## Material for this task
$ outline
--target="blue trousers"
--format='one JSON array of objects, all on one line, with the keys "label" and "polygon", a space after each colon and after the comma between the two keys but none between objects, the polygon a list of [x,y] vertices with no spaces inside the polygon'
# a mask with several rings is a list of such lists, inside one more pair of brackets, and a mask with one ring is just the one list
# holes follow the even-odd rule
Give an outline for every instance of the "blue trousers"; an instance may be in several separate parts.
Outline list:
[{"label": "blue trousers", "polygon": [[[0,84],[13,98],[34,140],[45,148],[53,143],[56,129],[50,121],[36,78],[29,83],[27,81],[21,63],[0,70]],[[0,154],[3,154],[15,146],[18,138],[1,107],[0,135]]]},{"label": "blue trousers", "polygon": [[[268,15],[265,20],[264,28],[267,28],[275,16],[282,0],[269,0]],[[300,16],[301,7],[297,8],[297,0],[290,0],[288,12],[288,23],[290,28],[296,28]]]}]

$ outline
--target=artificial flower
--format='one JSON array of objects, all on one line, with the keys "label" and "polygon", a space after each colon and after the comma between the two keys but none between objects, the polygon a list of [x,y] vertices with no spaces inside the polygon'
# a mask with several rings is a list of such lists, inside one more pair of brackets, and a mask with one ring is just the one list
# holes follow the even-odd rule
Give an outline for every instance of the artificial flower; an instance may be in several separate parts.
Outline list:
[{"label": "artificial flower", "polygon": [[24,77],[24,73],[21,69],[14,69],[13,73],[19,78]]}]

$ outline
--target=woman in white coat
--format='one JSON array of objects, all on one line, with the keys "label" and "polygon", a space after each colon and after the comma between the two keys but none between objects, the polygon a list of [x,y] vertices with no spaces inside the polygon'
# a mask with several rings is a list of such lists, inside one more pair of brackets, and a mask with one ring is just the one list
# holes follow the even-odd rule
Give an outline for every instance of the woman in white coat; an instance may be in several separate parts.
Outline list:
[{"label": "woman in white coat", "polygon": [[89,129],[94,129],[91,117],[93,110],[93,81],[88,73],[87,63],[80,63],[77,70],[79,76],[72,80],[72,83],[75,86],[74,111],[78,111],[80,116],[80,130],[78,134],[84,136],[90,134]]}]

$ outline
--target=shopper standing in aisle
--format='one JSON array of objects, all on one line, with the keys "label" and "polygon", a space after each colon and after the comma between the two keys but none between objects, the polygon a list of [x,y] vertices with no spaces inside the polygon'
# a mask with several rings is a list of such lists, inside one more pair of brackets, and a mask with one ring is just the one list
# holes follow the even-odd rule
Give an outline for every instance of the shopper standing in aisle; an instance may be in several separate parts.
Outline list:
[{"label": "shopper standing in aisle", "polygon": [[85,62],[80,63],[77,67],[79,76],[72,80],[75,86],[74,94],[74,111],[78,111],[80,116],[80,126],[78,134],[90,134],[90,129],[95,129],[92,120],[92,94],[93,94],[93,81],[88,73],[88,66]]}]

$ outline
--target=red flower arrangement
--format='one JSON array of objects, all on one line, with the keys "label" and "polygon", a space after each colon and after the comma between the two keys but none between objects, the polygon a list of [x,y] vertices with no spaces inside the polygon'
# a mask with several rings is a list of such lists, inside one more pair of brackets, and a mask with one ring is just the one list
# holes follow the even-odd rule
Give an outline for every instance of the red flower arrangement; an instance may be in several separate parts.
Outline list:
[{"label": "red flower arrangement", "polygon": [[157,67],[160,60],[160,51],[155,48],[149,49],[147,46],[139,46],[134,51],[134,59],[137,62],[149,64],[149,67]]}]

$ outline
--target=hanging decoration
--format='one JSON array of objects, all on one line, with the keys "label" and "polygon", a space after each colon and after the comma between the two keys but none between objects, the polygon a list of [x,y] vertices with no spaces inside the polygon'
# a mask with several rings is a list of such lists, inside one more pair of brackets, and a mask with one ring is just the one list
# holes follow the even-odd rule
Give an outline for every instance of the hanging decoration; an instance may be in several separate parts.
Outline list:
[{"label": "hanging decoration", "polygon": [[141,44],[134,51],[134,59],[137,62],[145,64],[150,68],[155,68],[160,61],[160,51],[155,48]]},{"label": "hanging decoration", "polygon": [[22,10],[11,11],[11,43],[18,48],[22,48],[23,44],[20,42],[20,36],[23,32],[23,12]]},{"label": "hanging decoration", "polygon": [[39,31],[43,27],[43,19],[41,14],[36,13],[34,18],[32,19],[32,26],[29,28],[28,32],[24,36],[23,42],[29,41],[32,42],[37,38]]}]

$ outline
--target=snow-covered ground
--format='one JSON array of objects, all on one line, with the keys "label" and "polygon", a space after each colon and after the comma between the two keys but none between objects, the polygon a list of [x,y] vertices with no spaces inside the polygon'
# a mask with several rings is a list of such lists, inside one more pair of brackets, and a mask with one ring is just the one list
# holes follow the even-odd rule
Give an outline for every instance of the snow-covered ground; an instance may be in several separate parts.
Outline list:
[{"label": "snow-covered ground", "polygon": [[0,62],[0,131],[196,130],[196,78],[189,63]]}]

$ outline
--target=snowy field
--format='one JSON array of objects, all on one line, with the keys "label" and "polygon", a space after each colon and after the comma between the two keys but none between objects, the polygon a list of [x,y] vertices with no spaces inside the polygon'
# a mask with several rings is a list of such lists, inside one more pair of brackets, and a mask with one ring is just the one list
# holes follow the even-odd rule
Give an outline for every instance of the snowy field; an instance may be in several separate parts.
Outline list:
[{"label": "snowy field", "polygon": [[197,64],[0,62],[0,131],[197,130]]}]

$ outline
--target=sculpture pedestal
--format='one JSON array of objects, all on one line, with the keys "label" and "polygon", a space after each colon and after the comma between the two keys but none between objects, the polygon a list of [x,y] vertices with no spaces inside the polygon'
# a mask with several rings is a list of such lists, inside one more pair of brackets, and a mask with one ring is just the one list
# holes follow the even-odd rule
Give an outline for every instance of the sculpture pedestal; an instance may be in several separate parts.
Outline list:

## Task instructions
Set all of the entries down again, exactly as they were given.

## Answer in full
$ outline
--target="blue trousers"
--format='one JSON array of objects, all on one line, with the keys "label" and "polygon", a space after each colon and after the comma between the two keys but none between objects, the polygon a list of [x,y] vertices with no spaces inside the polygon'
# a mask with several rings is a list of such lists, inside one more pair of brackets, and a mask with one ring is just the one list
# holes follow the even-odd rule
Give an outline for every instance of the "blue trousers"; an instance may be in several separate parts.
Outline list:
[{"label": "blue trousers", "polygon": [[[0,84],[13,98],[34,140],[45,148],[53,143],[56,129],[50,121],[36,78],[29,83],[27,81],[21,63],[0,70]],[[0,154],[3,154],[15,146],[18,138],[1,107],[0,135]]]},{"label": "blue trousers", "polygon": [[[268,15],[265,20],[264,28],[267,28],[275,16],[282,0],[269,0]],[[300,16],[301,7],[297,8],[297,0],[290,0],[288,12],[288,23],[290,28],[296,28]]]}]

$ outline
--target=artificial flower
--format='one JSON array of objects, all on one line, with the keys "label" and "polygon", a space after each colon and after the comma between the two keys but none between objects, the polygon a list of [x,y] vertices with no spaces inside the polygon'
# a mask with several rings is a list of such lists, inside one more pair of brackets, and a mask with one ring is just the one list
# holes follow the even-odd rule
Give an outline for every instance of the artificial flower; an instance may be in several separate parts.
Outline list:
[{"label": "artificial flower", "polygon": [[24,77],[24,73],[21,69],[14,69],[13,73],[19,78]]}]

$ outline
--target=woman in white coat
--format='one JSON array of objects, all on one line, with the keys "label" and "polygon", a space after each colon and after the comma between the two keys but none between objects, the polygon a list of [x,y] vertices with no spaces inside the polygon'
# a mask with several rings is a list of such lists, inside one more pair of brackets, and a mask with one ring is just the one list
# holes follow the even-odd rule
Give an outline for every instance of the woman in white coat; an instance may be in several separate parts.
Outline list:
[{"label": "woman in white coat", "polygon": [[89,129],[94,129],[91,117],[93,110],[93,81],[88,73],[87,63],[80,63],[77,70],[79,76],[72,80],[72,83],[75,86],[74,111],[78,111],[80,116],[80,130],[78,134],[84,136],[90,134]]}]

$ outline
--target=shopper standing in aisle
--format='one JSON array of objects, all on one line, with the keys "label" and "polygon", a space after each colon and after the comma between the two keys but none between objects, the polygon a list of [x,y] vertices with no spaces inside the polygon'
# a mask with several rings is a list of such lists, inside one more pair of brackets, and a mask with one ring is just the one list
# holes follow the even-odd rule
Give an outline for every instance of the shopper standing in aisle; an instance may be in several separate parts.
Outline list:
[{"label": "shopper standing in aisle", "polygon": [[85,62],[80,63],[77,67],[79,76],[72,80],[75,86],[74,94],[74,111],[78,111],[80,116],[80,126],[78,134],[90,134],[90,129],[95,129],[92,120],[92,94],[93,94],[93,81],[88,73],[88,66]]}]

$ outline
--target=red flower arrangement
--format='one JSON array of objects, all on one line, with the keys "label" and "polygon", a space after each colon and after the comma between the two keys but none between objects, the polygon a list of [x,y] vertices with no spaces inside the polygon'
# a mask with several rings is a list of such lists, inside one more pair of brackets, and a mask with one ring is just the one list
# holes follow the even-odd rule
Give an outline for every instance of the red flower arrangement; an instance may be in several separate parts.
Outline list:
[{"label": "red flower arrangement", "polygon": [[157,67],[160,60],[160,51],[155,48],[149,49],[147,46],[139,46],[134,51],[134,59],[137,62],[149,64],[149,67]]}]

$ outline
--target=hanging decoration
--format='one JSON array of objects, all on one line, with the keys "label" and "polygon", a space after each colon and after the comma between the two keys but none between objects, the polygon a list of [x,y] vertices with no spaces inside the polygon'
# a mask with several rings is a list of such lists, inside one more pair of brackets, and a mask with one ring is just the one list
# holes follow the even-odd rule
Give an outline for every instance of the hanging decoration; an instance may be in several separate parts.
Outline list:
[{"label": "hanging decoration", "polygon": [[141,44],[134,51],[134,59],[137,62],[145,64],[150,68],[155,68],[160,61],[160,51],[155,48]]},{"label": "hanging decoration", "polygon": [[22,10],[11,11],[11,43],[18,48],[22,48],[23,44],[20,42],[20,36],[23,32],[23,12]]},{"label": "hanging decoration", "polygon": [[39,31],[43,27],[43,19],[41,14],[36,13],[34,18],[32,19],[32,26],[29,28],[28,32],[24,36],[23,42],[29,41],[32,42],[37,38]]}]

$ outline
--target=snow-covered ground
--format='one JSON array of objects, all on one line, with the keys "label" and "polygon", a space after each colon and after the comma between the two keys but none between objects, the polygon a list of [x,y] vertices with no spaces inside the polygon'
# a mask with several rings is a list of such lists, inside one more pair of brackets, and a mask with one ring is just the one list
# holes follow the even-odd rule
Give an outline for every instance of the snow-covered ground; an instance may be in several separate parts.
Outline list:
[{"label": "snow-covered ground", "polygon": [[0,62],[0,131],[196,130],[196,78],[189,63]]}]

$ outline
--target=snowy field
--format='one JSON array of objects, all on one line, with the keys "label" and "polygon", a space after each colon and after the comma between the two keys but none between objects, the polygon a list of [x,y] vertices with no spaces inside the polygon'
# a mask with several rings is a list of such lists, inside one more pair of brackets, and a mask with one ring is just the one list
# holes follow the even-odd rule
Give an outline for every instance of the snowy field; an instance may be in several separate parts.
Outline list:
[{"label": "snowy field", "polygon": [[197,64],[0,62],[0,131],[197,130]]}]

$ outline
--target=sculpture pedestal
--format='one JSON array of objects, all on one line, with the keys "label" and "polygon", a space after each colon and after the comma between the two keys but none between objects, the polygon a list of [x,y] vertices with no spaces inside the polygon'
# a mask with several rings is a list of such lists, inside one more pair of brackets, and a mask with one ring is just the one list
# holes follow the even-odd rule
Give an outline for every instance of the sculpture pedestal; an instance may be in several separate parts.
Outline list:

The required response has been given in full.